** begin **
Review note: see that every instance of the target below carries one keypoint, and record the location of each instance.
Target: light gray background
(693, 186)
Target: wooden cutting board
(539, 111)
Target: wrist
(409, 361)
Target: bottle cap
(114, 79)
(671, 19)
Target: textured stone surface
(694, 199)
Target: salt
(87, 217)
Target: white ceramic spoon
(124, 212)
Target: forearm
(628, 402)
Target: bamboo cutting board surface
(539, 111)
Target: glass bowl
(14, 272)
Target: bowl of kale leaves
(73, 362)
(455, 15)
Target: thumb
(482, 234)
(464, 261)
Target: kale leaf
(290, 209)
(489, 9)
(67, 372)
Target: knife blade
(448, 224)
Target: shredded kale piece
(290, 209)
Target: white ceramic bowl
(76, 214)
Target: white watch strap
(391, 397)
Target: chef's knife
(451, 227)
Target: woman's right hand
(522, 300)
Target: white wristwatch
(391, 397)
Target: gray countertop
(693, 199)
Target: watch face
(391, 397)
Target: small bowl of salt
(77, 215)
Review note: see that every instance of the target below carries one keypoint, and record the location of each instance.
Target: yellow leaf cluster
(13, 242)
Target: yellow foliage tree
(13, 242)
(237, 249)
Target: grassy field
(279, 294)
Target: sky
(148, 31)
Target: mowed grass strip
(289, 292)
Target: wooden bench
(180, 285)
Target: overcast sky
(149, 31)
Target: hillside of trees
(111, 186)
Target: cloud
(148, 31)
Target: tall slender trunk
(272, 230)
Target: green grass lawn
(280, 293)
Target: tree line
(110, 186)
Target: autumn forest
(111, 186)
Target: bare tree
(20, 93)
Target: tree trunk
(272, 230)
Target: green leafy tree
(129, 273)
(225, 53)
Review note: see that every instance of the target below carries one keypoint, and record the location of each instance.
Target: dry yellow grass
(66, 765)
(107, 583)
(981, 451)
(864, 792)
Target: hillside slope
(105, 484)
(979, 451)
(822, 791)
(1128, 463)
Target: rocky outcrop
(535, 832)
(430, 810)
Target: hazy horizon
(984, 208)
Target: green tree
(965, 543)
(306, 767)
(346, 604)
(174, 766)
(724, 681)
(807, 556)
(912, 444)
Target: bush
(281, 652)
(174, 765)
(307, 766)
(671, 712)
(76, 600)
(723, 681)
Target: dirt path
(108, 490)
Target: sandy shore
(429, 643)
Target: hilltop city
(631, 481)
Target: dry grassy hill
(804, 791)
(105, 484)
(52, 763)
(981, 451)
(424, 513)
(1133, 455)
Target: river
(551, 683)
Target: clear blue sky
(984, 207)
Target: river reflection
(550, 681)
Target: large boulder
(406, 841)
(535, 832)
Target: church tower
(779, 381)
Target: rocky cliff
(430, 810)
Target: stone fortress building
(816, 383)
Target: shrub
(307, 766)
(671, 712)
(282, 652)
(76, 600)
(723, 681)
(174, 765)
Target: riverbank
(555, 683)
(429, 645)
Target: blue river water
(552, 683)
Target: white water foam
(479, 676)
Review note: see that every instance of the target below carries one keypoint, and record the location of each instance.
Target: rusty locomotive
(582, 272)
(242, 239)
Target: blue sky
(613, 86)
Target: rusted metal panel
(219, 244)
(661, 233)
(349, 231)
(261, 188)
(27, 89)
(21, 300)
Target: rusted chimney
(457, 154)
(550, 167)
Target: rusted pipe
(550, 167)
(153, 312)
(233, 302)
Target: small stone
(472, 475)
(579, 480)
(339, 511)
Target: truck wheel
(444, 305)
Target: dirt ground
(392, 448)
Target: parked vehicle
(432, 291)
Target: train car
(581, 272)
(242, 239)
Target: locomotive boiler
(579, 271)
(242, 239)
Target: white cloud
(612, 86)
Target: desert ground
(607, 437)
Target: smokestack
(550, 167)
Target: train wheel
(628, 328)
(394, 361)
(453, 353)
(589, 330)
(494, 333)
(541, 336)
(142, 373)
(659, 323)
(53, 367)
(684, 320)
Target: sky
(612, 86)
** end **
Required task> Repeat the data exactly. Leave nothing out.

Solution for this exercise>
Review note: see that every instance of the target below carries one keypoint, and record the location of each instance.
Target: light gray background
(693, 186)
Target: wooden cutting board
(539, 111)
Target: wrist
(409, 361)
Target: bottle cap
(114, 79)
(671, 19)
Target: textured stone surface
(694, 199)
Target: salt
(87, 217)
Target: white ceramic spoon
(124, 212)
Target: forearm
(628, 402)
Target: bamboo cutting board surface
(539, 111)
Target: glass bowl
(14, 272)
Target: bowl of kale leaves
(73, 362)
(455, 15)
Target: thumb
(482, 234)
(464, 261)
Target: kale leaf
(290, 209)
(489, 9)
(67, 372)
Target: knife blade
(448, 224)
Target: shredded kale piece
(290, 209)
Target: white ceramic bowl
(76, 214)
Target: white watch strap
(391, 397)
Target: chef's knife
(451, 227)
Target: woman's right hand
(522, 300)
Target: white wristwatch
(391, 397)
Target: gray countertop
(693, 199)
Target: watch face
(391, 397)
Target: small bowl of salt
(77, 215)
Review note: see that every instance of the target below carries one keypoint, and record the location of each instance.
Target: yellow leaf cluster
(13, 242)
Target: yellow foliage tree
(13, 242)
(237, 249)
Target: grassy field
(279, 294)
Target: sky
(148, 31)
Target: mowed grass strip
(289, 292)
Target: wooden bench
(180, 285)
Target: overcast sky
(149, 31)
Target: hillside of trees
(111, 186)
Target: cloud
(148, 31)
Target: tall slender trunk
(272, 230)
Target: green grass lawn
(280, 293)
Target: tree line
(110, 186)
Target: autumn forest
(111, 186)
Target: bare tree
(20, 93)
Target: tree trunk
(272, 230)
Target: green leafy tree
(129, 273)
(225, 53)
Review note: see that every instance of the target below carries one keypoint, and record the location of each instance.
Target: dry yellow grass
(66, 765)
(107, 583)
(981, 451)
(864, 792)
Target: hillside slope
(105, 484)
(979, 451)
(822, 791)
(1128, 463)
Target: rocky outcrop
(535, 832)
(430, 810)
Target: hazy horizon
(984, 208)
Target: green tree
(965, 543)
(306, 767)
(346, 604)
(174, 766)
(724, 681)
(807, 556)
(912, 444)
Target: bush
(281, 652)
(174, 765)
(307, 766)
(671, 712)
(76, 600)
(723, 681)
Target: dirt path
(108, 490)
Target: sandy shore
(429, 643)
Target: hilltop city
(631, 481)
Target: dry grassy hill
(804, 791)
(105, 484)
(52, 763)
(981, 451)
(424, 513)
(1133, 455)
Target: river
(551, 683)
Target: clear blue sky
(984, 207)
Target: river reflection
(550, 681)
Target: large boulder
(406, 841)
(535, 832)
Target: church tower
(779, 381)
Target: rocky cliff
(430, 810)
Target: stone fortress building
(816, 383)
Target: shrub
(307, 766)
(671, 712)
(282, 652)
(76, 600)
(723, 681)
(174, 765)
Target: riverbank
(555, 683)
(429, 645)
Target: blue river water
(552, 683)
Target: white water foam
(479, 676)
Review note: see that every instance of the target below carries one keypoint, and record the location of each instance.
Target: rusty locomotive
(582, 272)
(242, 239)
Target: blue sky
(613, 86)
Target: rusted metal panel
(219, 244)
(661, 233)
(349, 231)
(261, 188)
(27, 89)
(21, 300)
Target: rusted chimney
(457, 154)
(550, 167)
Target: rusted pipe
(550, 167)
(153, 312)
(233, 302)
Target: small stone
(472, 475)
(579, 480)
(339, 511)
Target: truck wheel
(444, 305)
Target: dirt ground
(392, 448)
Target: parked vehicle
(432, 291)
Target: train car
(581, 272)
(242, 239)
Target: locomotive boiler
(579, 271)
(242, 239)
Target: white cloud
(612, 86)
Target: desert ground
(607, 437)
Target: smokestack
(550, 167)
Target: train wheel
(628, 328)
(394, 361)
(453, 353)
(589, 330)
(494, 333)
(541, 336)
(142, 373)
(659, 323)
(53, 367)
(684, 320)
Target: sky
(612, 86)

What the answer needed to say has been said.